==== Supplied passage

From faculty of the College of Letters and Science, books about smellscapes and Chinese art collecting, plus an ethnographer’s journey and a volume of letters between writers in the time of the pandemic.
‘Worth sniffing out’
- The Smell of Risk: Environmental Disparities and Olfactory Aesthetics
- By Hsuan Hsu, professor of English
- New York University Press (December 2020)
Says the publisher: “Reading everything from 19th-century detective fiction and naturalist novels to contemporary performance art and memoir, Hsu takes up modernity’s differentiated atmospheres as a subject worth sniffing out. From the industrial revolution to current-day environmental crises, Hsu uses ecocriticism, geography, and critical race studies to, for example, explore Latinx communities exposed to freeway exhaust and pesticides, Asian diasporic artists’ response to racialized discourse about Asiatic odors, and the devastation settler colonialism has reaped on Indigenous smellscapes. In each instance, Hsu demonstrates the violence that air maintenance, control, and conditioning enacts on the poor and the marginalized.”
An ethnographer’s memoir
- The Art of Memory: An Ethnographer's Journey
- By Stefano Varese, professor emeritus, Department of Native American Studies, and founding director and continuing member of UC Davis’ Indigenous Research Center of the Americas
- University of North Carolina Press (December 2020)
Says the publisher: “Combining personal and family recollections with incisive accounts of academic, political and institutional experiences, The Art of Memory offers a remarkable account of the life of one of the foremost Latin American ethnographers and a leading expert in Indigenous cultures, peoples and cosmologies. Varese narrates the story of his journey from Italy to Peru, his formative years as an anthropologist and the critical work he did with Amazonian communities in the 1970s, his transformation into an activist scholar, his move to Mexico and his long-standing commitment with the peoples of Oaxaca, and his life as an academic in the United States.”

========

§ **Action item A**
Copy the passage from the book roundup word for word, starting at the words "From faculty of" and ending after "of the pandemic.".
§ **Action item B**
Pick up the book roundup after its last sentence and keep writing it.

==== Data under study

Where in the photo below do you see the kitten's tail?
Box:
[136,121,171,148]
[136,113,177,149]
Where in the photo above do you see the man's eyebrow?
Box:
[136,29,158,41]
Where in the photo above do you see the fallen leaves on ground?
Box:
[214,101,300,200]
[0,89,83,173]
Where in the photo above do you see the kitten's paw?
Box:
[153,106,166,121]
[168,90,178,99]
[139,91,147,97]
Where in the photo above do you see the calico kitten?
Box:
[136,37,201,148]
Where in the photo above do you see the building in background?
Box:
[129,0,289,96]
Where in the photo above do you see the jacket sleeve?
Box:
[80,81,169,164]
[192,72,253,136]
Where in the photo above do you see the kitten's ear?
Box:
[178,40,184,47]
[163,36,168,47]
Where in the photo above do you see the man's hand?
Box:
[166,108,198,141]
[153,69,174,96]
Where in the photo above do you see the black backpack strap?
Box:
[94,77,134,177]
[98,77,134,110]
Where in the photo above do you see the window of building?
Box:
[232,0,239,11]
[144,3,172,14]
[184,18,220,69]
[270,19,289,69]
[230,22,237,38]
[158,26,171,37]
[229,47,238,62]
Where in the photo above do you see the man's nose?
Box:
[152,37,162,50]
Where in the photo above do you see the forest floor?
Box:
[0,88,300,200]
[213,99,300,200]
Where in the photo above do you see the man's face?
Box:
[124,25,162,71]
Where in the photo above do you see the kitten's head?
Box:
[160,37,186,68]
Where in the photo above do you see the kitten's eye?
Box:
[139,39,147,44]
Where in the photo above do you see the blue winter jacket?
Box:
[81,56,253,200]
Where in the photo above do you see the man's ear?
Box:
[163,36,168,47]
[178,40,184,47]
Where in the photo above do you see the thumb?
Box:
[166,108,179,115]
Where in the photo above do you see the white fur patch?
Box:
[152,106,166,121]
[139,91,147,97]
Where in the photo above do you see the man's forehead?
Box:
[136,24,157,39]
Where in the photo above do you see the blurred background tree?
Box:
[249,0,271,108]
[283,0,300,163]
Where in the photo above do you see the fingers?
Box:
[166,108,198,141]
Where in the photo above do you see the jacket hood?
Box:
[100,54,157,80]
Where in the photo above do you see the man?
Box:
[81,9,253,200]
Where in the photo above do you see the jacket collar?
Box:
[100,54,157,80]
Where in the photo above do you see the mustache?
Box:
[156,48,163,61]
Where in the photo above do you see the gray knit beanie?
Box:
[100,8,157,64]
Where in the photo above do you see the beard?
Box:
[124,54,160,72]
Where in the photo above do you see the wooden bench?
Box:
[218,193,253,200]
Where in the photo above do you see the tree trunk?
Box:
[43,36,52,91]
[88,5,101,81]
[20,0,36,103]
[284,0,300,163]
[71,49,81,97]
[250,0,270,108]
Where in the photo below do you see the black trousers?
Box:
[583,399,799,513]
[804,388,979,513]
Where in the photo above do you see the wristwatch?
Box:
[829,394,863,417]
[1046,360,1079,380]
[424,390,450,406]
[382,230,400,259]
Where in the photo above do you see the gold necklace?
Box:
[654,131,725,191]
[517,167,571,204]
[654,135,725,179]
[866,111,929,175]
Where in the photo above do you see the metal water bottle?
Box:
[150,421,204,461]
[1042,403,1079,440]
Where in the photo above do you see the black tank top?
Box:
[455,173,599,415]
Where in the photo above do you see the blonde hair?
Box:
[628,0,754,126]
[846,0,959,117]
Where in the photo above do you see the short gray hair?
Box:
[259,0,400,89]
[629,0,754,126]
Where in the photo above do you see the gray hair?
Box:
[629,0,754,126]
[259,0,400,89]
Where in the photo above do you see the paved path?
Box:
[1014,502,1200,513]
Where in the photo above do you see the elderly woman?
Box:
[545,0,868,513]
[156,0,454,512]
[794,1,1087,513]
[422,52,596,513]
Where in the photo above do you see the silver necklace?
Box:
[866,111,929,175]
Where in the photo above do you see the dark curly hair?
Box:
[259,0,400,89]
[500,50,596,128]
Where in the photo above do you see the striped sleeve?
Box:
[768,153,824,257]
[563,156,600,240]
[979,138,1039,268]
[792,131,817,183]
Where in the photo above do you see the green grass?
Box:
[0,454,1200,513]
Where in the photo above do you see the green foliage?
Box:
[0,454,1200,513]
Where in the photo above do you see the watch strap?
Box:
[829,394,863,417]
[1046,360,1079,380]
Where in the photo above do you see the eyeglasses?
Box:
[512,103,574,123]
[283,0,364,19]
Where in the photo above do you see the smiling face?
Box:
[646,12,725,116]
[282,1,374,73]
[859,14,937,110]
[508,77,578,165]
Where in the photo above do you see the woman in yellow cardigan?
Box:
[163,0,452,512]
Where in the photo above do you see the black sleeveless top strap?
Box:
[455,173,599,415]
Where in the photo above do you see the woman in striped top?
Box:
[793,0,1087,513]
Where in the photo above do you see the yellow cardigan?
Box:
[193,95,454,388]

========

§ **Exercise output A**
From faculty of the College of Letters and Science, books about smellscapes and Chinese art collecting, plus an ethnographer’s journey and a volume of letters between writers in the time of the pandemic.

§ **Exercise output B**
An art collector’s influence
- Shaping Chinese Art History: Pang Yuanji and His Painting Collection
- By Katharine P. Burnett, professor of art history
- Cambria Press (November 2020)
Says the publisher: “Analysis of Pang’s collection reveals not only his personal taste but also how his taste was an expression of the Qing dynasty canon. ... When Pang’s renowned collection became a source for object acquisition by U.S. collectors and museums new to Chinese art (especially Charles Lang Freer and the Freer Gallery), this taste was inevitably absorbed and disseminated through museum exhibitions and scholarly research and teaching. The inadvertent effect of this was that the new field of Chinese art history developed around the Qing canon, a canon that survived well into the latter half of the 20th century. Knowing about Pang Yuanji and his collection thus helps readers better understand some of the forces at work in shaping Chinese art history today.”
Pandemic prose
- Air Mail: Letters of Politics, Pandemics and Place
- By Pam Houston, professor of English; and Amy Irvine
- Torrey House Press (October 2020)
Houston and Irvine, a writer and long-time public lands activist, had never met at the time they began corresponding during shelter in place in Colorado — a correspondence, according to the publisher, based on their shared devotion to the rugged, windswept mountains that surround their homes on either side of the Continental Divide. “As the numbers of infected and dead rose and the nation split dangerously over the crisis, Houston and Irvine found their letters to one another as necessary as breath. Part tribute to wilderness, part indictment against tyranny and greed, Air Mail: Letters of Politics, Pandemics and Place reveals the evolution of a friendship that galvanizes as it chronicles a strange new world.”